- Short exercise
Pull out each line in the entries below that contains the word "shadow". Count a line only if the capitalization matches.

- Material for this exercise
>> BEGIN

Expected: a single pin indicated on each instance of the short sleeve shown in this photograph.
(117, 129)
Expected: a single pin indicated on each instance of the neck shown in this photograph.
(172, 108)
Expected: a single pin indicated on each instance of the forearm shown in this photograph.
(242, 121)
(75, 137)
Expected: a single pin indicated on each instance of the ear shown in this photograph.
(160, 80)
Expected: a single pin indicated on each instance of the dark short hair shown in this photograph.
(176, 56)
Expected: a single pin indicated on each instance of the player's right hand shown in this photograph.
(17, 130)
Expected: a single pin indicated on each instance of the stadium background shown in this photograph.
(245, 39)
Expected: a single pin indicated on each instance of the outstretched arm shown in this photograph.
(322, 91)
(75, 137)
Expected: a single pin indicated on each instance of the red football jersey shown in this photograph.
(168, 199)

>> END
>> BEGIN

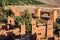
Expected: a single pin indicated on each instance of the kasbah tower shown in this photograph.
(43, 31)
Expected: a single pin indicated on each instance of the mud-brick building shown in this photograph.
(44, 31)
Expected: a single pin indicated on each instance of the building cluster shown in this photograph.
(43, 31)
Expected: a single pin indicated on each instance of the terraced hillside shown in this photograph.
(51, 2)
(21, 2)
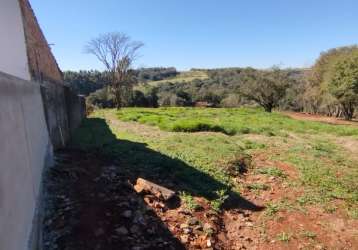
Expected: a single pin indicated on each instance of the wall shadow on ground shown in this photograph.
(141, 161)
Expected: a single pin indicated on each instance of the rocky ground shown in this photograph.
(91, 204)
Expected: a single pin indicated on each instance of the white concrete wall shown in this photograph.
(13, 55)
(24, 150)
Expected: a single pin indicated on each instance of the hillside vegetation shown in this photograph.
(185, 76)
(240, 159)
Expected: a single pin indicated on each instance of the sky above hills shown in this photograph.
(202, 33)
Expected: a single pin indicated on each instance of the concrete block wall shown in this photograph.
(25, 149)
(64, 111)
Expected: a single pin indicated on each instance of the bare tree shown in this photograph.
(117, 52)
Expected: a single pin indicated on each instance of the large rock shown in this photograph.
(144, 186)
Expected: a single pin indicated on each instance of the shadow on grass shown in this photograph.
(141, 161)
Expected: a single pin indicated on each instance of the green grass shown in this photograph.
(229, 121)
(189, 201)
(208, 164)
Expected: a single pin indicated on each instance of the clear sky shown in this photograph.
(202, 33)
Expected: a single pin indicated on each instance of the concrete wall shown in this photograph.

>> END
>> BEGIN

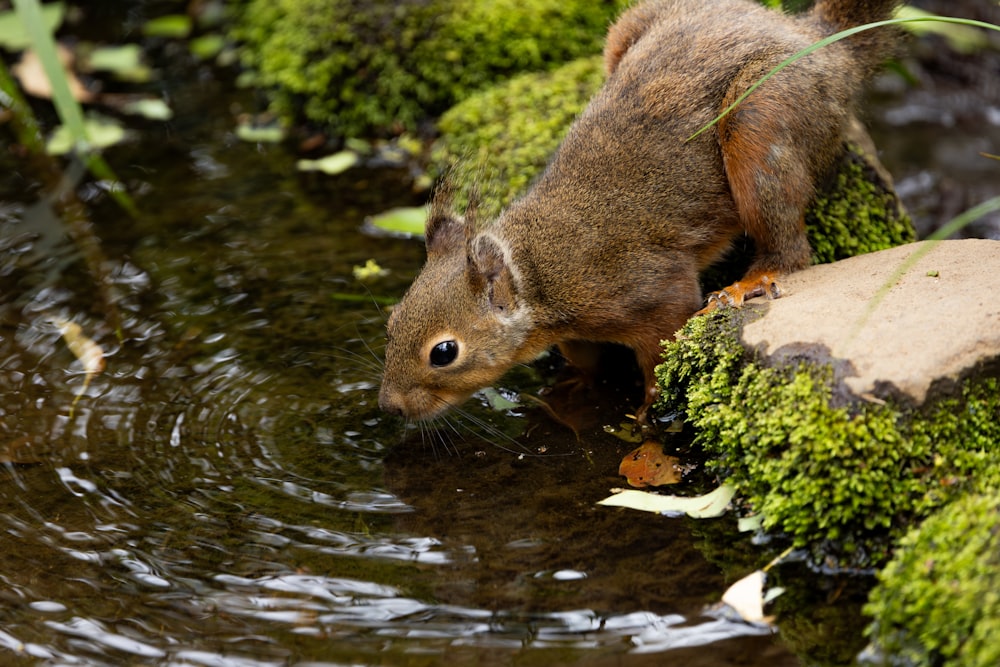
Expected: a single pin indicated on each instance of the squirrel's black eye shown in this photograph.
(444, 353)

>> END

- Response below
Expected: a single pin indicated on each instance of the wall shadow on ground shown in this photograph.
Expected: a single pin indicated on each instance of the shadow on grass shown in this photograph.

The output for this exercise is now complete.